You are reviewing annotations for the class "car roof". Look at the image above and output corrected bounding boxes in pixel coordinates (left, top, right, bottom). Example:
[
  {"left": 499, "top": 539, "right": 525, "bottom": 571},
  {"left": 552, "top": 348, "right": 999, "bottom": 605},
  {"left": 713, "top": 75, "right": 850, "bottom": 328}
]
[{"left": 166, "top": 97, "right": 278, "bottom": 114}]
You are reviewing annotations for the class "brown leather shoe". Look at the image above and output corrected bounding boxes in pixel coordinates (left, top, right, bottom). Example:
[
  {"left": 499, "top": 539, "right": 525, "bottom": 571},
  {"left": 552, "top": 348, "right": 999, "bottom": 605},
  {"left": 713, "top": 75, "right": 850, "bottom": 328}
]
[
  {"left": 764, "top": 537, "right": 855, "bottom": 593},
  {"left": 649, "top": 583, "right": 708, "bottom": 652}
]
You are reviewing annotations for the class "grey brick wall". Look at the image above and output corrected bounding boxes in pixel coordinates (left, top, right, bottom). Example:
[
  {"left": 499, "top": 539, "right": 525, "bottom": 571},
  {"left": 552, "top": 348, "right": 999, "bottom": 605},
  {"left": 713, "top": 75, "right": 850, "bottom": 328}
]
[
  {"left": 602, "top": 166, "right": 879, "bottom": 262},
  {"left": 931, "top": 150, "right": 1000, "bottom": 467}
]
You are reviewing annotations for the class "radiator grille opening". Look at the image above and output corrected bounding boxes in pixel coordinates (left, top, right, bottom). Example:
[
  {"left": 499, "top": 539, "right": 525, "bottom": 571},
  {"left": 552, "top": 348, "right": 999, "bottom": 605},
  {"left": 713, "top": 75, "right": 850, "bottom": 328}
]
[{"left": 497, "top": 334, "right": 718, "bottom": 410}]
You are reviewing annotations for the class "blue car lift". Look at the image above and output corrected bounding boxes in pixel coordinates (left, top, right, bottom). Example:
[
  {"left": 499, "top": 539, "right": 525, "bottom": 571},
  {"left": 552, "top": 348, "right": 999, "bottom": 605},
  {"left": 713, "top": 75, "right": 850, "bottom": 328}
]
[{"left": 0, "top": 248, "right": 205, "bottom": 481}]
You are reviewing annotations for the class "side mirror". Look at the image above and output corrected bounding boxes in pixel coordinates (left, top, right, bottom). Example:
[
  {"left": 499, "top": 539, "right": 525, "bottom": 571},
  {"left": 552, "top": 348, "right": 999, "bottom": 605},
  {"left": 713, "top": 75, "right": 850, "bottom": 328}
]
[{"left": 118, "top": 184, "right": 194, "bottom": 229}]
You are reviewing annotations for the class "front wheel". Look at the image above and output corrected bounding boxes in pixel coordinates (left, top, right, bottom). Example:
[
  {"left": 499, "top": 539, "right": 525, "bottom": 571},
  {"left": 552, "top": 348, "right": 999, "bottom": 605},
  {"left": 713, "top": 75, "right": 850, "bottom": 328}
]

━━━━━━━━━━━━━━━━━━━━━━━━━━━━━━

## Requirement
Count the lines in the records above that contain the string "output". Reply with the number alone.

## Exercise answer
7